[Text-to-region grounding data]
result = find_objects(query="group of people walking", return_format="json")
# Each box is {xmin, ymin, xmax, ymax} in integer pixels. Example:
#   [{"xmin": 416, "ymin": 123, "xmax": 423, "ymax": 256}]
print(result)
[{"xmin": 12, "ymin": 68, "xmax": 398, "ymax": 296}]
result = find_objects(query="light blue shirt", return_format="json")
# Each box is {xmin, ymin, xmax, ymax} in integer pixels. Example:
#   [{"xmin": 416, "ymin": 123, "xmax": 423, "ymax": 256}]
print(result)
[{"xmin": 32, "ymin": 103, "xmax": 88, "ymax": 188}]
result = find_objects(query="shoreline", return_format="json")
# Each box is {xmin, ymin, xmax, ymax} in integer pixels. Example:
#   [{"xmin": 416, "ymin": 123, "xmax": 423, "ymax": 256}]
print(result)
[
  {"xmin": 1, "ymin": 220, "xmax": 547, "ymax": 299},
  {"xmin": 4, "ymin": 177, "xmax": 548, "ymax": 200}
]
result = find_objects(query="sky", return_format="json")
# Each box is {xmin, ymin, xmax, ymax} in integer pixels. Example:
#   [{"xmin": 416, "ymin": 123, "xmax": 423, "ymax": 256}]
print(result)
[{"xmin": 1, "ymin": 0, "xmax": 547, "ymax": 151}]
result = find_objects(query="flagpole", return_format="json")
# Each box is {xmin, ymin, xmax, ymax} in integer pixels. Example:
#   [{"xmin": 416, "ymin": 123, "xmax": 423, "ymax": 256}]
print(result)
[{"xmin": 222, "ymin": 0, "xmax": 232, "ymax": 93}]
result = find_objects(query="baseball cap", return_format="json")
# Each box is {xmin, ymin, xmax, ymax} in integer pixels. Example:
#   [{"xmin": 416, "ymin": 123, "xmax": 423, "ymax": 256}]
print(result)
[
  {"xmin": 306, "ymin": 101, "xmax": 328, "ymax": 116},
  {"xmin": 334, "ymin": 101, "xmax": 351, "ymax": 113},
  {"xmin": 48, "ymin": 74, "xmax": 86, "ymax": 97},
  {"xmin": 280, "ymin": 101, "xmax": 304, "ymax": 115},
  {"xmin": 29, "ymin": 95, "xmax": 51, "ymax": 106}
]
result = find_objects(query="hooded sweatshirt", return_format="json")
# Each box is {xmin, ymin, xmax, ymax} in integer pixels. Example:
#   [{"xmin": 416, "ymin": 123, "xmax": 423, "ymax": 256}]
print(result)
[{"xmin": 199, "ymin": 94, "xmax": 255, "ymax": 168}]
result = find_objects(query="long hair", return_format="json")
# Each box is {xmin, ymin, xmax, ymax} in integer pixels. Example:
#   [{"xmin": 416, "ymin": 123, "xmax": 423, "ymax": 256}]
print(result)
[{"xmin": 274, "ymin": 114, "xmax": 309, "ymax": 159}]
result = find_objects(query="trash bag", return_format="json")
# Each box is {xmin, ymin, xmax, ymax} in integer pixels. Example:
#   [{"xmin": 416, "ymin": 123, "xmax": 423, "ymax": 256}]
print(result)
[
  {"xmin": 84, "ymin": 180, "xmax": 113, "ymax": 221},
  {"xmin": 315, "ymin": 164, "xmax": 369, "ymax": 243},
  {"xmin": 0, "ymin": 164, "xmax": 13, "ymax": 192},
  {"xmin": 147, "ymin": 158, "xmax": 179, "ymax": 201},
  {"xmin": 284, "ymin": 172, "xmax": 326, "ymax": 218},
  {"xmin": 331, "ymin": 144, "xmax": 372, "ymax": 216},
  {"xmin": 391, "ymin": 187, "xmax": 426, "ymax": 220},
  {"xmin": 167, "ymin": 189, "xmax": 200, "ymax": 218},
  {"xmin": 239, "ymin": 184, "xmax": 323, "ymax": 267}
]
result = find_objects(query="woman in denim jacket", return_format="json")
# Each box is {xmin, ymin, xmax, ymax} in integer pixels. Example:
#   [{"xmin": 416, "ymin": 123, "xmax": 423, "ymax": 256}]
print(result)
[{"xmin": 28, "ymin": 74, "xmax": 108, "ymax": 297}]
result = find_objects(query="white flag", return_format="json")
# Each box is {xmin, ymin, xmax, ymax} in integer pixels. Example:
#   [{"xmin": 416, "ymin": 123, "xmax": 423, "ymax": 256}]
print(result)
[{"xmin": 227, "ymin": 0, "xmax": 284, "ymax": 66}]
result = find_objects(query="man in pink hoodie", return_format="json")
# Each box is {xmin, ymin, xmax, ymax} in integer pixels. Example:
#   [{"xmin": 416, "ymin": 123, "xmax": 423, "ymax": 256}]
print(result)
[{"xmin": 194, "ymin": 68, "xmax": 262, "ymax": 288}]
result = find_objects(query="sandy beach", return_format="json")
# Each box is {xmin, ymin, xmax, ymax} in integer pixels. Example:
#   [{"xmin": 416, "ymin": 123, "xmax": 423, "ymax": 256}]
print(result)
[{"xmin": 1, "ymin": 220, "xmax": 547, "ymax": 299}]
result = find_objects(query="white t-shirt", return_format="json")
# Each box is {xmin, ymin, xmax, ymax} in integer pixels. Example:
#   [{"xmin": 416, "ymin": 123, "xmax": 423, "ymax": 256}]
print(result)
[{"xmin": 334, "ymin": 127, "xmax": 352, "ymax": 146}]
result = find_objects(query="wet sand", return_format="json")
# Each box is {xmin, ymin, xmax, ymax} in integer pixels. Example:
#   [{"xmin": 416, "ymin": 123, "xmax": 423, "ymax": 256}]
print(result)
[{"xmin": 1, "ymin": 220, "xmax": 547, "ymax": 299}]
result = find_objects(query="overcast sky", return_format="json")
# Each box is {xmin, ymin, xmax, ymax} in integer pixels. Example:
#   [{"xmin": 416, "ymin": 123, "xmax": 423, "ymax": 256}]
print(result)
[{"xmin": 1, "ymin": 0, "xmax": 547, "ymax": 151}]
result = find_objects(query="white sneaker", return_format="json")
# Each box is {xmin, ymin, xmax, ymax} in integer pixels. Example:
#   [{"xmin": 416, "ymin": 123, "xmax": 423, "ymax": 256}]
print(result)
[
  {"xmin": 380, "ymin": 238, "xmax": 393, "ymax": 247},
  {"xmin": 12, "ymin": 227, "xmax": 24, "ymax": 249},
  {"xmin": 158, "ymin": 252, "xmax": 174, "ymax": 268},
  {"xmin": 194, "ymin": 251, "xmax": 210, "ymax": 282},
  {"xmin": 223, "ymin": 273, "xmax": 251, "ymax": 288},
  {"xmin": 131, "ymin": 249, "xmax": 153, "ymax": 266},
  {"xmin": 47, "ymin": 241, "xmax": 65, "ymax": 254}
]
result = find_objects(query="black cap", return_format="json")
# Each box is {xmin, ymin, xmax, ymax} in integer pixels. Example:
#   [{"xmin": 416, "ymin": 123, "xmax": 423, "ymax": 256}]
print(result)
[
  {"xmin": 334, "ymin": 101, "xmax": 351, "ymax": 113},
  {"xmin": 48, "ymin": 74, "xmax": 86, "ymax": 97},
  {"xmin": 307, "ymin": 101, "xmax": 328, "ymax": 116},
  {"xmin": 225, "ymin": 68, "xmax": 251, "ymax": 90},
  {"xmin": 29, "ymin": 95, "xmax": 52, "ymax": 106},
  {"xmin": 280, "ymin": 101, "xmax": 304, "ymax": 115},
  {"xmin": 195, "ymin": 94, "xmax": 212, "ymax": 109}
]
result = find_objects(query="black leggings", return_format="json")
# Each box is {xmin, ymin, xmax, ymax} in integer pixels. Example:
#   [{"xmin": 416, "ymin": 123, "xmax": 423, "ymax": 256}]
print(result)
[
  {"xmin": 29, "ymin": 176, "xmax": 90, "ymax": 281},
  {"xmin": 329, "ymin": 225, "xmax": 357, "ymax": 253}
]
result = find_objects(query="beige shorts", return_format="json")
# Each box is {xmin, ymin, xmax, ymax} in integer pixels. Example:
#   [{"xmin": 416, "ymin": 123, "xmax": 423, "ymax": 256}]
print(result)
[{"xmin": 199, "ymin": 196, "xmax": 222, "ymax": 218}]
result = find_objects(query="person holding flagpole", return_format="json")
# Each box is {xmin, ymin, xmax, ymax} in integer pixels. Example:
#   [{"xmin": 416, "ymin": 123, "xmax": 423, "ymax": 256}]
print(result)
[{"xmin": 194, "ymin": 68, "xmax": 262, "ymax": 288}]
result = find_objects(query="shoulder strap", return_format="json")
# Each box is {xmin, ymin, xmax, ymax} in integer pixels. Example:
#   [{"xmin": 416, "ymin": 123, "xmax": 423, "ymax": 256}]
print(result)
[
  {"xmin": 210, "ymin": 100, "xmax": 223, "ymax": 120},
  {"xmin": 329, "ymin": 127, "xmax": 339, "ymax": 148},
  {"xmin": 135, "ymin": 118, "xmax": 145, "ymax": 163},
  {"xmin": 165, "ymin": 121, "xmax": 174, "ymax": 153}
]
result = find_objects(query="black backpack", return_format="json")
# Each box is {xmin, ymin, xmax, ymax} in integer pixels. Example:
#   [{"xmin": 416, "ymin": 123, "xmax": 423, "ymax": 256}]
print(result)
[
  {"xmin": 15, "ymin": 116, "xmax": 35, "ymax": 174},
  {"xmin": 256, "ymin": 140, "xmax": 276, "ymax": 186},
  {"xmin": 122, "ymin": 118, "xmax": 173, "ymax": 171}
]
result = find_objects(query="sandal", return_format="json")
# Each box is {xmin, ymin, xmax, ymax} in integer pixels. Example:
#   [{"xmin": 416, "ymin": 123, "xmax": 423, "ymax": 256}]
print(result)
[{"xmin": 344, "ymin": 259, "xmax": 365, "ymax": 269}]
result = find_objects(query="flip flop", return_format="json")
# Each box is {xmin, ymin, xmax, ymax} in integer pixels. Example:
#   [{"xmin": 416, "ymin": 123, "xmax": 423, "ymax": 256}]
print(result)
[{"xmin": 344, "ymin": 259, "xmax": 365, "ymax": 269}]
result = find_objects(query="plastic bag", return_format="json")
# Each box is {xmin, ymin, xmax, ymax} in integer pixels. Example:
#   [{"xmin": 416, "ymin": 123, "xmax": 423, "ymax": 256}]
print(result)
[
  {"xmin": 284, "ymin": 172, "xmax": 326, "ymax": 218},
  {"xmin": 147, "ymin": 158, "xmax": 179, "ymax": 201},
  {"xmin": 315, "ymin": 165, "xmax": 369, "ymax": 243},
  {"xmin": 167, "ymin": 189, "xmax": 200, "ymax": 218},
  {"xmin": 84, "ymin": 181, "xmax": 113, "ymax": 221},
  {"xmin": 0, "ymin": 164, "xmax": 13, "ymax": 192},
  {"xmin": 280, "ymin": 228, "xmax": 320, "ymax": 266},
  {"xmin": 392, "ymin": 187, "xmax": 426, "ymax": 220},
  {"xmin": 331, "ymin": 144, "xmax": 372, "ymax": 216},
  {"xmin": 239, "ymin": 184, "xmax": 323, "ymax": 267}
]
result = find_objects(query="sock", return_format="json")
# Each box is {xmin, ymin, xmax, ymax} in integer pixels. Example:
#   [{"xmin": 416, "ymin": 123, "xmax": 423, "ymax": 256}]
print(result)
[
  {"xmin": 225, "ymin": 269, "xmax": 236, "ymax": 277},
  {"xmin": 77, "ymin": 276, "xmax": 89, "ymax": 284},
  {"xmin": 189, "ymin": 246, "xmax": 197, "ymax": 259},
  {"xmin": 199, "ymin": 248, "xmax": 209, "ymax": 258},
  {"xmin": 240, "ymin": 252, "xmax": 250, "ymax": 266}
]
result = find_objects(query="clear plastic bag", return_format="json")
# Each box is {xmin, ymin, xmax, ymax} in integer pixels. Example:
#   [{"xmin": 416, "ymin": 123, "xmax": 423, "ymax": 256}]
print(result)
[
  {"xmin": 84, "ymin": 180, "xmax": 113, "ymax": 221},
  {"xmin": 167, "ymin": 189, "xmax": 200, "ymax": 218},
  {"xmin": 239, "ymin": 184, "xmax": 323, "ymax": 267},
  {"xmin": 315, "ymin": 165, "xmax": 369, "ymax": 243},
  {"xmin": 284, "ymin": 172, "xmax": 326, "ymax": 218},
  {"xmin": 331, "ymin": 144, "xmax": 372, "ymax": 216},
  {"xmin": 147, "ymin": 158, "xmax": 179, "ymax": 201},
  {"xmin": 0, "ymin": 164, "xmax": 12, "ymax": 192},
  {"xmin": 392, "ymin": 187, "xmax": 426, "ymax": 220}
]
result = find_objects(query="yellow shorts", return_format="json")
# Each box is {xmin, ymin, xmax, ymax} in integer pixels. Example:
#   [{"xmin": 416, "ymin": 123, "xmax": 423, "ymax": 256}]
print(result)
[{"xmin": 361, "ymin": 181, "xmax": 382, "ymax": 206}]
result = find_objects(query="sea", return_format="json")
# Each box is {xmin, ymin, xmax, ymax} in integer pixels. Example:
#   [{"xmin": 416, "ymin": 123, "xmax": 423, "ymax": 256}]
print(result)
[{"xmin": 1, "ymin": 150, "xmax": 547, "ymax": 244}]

■ **Work to be completed**: When a line contains the string "shorts", copy it from the records.

■ **Response area**:
result = find_objects(query="beige shorts", return_format="json")
result = find_objects(query="yellow shorts", return_format="json")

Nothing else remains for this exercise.